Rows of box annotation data
-*-*-
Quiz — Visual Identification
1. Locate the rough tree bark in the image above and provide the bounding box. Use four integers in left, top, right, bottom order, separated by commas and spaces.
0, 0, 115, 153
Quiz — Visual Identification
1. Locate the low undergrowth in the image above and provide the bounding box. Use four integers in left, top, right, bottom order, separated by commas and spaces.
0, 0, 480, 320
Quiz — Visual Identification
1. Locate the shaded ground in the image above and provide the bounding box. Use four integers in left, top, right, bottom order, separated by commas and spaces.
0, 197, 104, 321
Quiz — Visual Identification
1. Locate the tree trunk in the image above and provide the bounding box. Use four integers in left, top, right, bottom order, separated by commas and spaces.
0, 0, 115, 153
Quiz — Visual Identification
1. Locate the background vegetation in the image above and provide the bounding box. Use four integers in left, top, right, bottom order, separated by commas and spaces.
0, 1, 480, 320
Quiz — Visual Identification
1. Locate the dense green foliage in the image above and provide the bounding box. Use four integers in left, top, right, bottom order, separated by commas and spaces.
-*-*-
Render the records from the start through the line containing "0, 1, 480, 320" as a two-column CSV with the headers "prompt" and "box", one row per record. Put each record's text and its answer in separate quoted fields, with any line breaks replaced by spaces.

- CORRECT OUTPUT -
prompt,box
"Quiz — Visual Identification 1. Locate the rough tree bark in the image above and provide the bounding box. Use four integers in left, top, right, bottom order, separated by commas and spaces.","0, 0, 115, 153"
"Quiz — Visual Identification 1. Locate the low undergrowth in the image above and provide the bounding box. Use four integers in left, top, right, bottom order, separated by commas and spaces.","0, 0, 480, 320"
"Quiz — Visual Identification 1. Locate the shaded ground in the image above and provide the bounding box. Use four integers in left, top, right, bottom order, separated by commas and spaces.","0, 197, 104, 321"
"Quiz — Visual Identification 1. Locate the tree trunk in the image above and provide the bounding box. Use four integers in left, top, right, bottom order, separated by commas and spaces.","0, 0, 115, 153"
"Quiz — Visual Identification 1. Locate the background vegetation in the image above and provide the bounding box. Use four integers in left, top, right, bottom order, separated by commas and spaces.","0, 1, 480, 320"